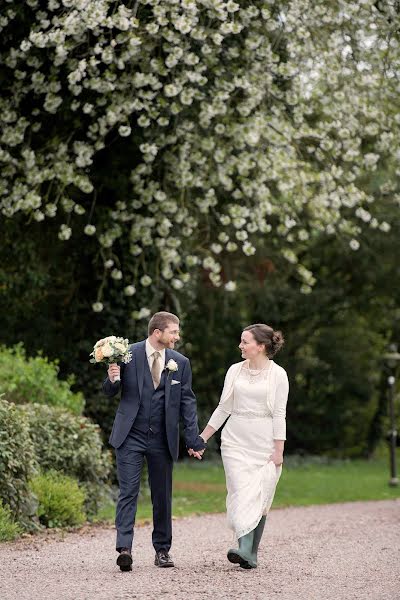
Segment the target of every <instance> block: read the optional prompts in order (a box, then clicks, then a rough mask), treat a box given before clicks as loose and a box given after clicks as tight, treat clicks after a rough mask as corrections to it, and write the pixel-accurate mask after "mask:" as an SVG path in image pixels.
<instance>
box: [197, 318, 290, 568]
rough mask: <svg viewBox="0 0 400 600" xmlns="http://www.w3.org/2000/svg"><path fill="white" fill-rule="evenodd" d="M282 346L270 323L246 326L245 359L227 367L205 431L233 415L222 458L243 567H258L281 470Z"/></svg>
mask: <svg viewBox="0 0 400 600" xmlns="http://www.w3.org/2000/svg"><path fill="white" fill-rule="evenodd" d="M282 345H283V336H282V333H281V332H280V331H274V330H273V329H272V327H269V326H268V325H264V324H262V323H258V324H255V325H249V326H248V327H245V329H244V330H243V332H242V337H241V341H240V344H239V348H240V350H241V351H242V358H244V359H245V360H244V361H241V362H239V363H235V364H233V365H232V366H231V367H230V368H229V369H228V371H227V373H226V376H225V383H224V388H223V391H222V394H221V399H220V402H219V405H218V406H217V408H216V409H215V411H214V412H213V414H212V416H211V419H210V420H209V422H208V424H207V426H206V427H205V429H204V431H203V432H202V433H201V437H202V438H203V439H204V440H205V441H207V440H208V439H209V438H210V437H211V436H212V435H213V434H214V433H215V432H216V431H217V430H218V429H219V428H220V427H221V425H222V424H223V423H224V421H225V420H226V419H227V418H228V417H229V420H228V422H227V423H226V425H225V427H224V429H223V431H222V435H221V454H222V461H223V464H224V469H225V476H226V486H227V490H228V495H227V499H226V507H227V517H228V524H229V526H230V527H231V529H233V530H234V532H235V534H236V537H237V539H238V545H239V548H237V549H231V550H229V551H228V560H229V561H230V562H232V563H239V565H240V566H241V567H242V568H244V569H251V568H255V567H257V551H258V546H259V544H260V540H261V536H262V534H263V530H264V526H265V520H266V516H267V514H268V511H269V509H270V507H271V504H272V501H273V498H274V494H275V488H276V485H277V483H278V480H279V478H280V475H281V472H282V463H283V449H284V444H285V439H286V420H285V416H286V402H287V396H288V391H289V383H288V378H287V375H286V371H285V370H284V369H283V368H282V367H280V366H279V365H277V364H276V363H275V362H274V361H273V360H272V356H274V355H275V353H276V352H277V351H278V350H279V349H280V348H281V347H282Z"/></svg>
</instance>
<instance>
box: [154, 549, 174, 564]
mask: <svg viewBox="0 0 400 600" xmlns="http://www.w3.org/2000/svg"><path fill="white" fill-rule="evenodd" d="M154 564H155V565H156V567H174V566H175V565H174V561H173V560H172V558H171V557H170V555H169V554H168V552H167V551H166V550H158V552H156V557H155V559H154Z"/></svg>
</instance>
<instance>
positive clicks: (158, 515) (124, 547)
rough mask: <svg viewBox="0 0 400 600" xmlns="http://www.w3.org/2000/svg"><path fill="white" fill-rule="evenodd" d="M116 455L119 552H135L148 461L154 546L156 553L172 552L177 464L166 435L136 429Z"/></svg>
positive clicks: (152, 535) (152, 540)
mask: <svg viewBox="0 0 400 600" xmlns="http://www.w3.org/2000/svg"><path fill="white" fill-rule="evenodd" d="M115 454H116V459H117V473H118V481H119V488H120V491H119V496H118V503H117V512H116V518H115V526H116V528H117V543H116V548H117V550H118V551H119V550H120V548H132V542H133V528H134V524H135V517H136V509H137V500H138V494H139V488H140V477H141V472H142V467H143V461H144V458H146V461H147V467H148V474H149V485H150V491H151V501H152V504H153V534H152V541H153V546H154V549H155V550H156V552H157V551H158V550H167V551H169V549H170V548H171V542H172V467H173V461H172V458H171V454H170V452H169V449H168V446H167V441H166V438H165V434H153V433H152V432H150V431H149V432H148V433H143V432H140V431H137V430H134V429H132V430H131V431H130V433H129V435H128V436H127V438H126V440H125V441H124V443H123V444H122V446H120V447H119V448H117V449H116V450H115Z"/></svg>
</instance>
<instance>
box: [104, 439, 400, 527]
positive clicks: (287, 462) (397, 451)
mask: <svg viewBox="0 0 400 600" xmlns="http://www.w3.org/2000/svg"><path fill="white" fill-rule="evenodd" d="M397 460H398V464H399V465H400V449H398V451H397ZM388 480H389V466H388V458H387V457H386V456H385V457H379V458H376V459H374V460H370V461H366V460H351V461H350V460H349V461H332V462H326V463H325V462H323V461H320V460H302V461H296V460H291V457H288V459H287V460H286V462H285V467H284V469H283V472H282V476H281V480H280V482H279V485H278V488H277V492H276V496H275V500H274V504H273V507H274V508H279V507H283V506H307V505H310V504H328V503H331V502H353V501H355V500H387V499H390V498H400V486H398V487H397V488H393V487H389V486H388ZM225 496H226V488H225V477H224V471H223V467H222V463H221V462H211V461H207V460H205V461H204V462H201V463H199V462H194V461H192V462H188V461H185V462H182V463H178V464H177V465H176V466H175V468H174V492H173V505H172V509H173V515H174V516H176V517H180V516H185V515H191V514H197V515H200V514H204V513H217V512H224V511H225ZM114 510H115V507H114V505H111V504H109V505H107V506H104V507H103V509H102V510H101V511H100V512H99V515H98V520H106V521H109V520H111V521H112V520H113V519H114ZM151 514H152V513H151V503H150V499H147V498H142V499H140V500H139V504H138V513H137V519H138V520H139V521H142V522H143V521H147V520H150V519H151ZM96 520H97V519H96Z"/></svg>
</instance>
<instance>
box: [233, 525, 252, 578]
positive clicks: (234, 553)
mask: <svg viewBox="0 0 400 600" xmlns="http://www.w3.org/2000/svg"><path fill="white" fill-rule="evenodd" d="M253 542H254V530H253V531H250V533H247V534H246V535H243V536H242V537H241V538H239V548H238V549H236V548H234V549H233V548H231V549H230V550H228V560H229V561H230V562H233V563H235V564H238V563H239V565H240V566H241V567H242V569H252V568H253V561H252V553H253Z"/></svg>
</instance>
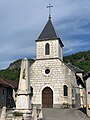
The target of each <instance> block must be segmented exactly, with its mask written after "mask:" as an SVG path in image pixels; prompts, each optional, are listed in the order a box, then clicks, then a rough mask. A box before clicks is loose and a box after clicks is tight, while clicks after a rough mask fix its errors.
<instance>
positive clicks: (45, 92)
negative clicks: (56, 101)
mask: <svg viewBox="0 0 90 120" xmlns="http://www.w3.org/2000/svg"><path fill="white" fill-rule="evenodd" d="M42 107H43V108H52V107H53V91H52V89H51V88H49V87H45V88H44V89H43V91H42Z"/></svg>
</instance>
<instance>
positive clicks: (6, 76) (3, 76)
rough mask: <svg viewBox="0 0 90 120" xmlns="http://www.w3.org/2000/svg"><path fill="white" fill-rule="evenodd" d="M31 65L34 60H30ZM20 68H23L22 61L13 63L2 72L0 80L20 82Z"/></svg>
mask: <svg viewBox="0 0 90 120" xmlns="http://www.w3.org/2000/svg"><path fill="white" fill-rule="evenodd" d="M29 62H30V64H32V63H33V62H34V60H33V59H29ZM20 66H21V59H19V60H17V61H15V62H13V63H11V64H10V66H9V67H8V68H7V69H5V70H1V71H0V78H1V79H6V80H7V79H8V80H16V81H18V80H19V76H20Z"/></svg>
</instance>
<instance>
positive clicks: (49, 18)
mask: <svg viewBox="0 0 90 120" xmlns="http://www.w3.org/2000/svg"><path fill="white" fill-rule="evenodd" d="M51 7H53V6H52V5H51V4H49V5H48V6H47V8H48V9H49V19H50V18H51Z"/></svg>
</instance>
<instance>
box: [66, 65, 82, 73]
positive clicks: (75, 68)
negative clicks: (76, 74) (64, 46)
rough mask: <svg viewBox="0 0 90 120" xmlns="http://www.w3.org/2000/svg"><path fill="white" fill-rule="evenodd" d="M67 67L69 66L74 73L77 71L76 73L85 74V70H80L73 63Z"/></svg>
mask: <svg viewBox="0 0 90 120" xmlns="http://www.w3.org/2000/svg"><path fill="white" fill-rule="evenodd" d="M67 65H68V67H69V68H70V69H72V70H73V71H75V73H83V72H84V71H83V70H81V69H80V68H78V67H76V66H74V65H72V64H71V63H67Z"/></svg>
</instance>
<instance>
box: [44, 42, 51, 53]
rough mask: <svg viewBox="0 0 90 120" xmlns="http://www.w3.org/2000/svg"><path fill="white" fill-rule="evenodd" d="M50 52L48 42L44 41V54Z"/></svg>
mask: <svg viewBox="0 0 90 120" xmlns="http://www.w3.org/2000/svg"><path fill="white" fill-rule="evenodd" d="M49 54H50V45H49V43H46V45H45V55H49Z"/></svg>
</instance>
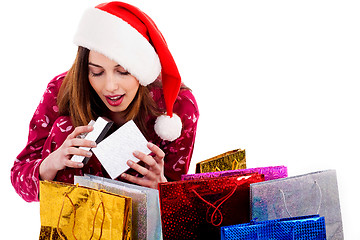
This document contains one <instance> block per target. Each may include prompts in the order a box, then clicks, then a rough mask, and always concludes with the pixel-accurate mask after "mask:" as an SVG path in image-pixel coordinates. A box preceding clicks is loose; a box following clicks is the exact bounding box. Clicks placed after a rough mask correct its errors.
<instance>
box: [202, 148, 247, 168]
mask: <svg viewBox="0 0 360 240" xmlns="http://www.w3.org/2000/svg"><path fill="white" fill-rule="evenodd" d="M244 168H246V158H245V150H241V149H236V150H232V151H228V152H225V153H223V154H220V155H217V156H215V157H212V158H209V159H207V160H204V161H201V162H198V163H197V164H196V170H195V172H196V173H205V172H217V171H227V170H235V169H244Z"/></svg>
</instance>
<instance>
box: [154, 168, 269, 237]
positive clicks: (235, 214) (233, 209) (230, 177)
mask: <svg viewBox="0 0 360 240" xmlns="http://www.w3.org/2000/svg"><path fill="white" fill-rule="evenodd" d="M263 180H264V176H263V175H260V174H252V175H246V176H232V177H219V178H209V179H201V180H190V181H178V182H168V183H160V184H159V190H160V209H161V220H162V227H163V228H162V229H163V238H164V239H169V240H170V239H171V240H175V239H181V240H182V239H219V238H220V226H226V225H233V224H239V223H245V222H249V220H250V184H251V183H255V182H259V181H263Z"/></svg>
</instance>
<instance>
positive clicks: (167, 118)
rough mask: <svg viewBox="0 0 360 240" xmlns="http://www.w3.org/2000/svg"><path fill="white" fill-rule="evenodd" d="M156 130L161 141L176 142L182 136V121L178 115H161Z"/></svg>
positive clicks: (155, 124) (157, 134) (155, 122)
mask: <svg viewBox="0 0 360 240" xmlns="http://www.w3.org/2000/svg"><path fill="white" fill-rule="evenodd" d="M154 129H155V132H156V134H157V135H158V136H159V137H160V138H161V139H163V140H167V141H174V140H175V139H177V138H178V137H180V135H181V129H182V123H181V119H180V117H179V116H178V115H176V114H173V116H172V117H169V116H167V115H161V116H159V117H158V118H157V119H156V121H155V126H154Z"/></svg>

---+---

## Instructions to follow
Each line in the records above that contains the word "optional" must be copied.

## Result of this exercise
Segment the target of every <instance> block: read the optional prompts in order (a box, then clicks, then a rough mask), treat a box given before clicks as loose and a box given after clicks as tight, treat clicks after a rough mask as corrections to it, and write the pixel-accurate mask after "mask:" as an SVG path in image pixels.
The target of each <instance> block must be segmented exactly, with its mask written after "mask:" as an SVG path in image pixels; prompts, each optional, are listed in the order a box, then clicks, then a rough mask. A box before clicks is loose and a box after clicks is tight, while clicks after a rough mask fix its errors.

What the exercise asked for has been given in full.